Region labeling rows:
################
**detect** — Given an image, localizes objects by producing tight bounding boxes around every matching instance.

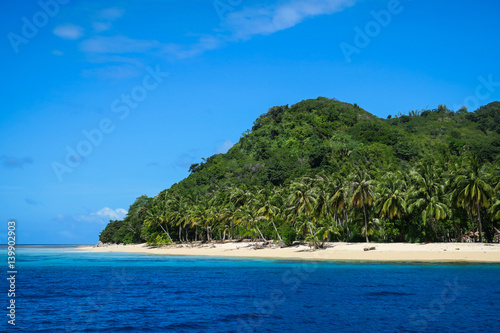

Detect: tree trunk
[468,208,476,243]
[255,226,266,242]
[156,221,172,242]
[363,203,370,243]
[477,200,483,243]
[271,220,283,242]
################
Please swap "tree trunk" for "tree branch" in the rows above and give them again with everything else unchanged. Leave the pictures out of your answer.

#### [Output of the task]
**detect** — Given an image, localizes objects by producing tight bounding boxes around every matching instance.


Detect: tree branch
[468,208,476,243]
[255,226,266,242]
[156,221,172,242]
[363,203,370,243]
[477,200,483,243]
[271,220,283,242]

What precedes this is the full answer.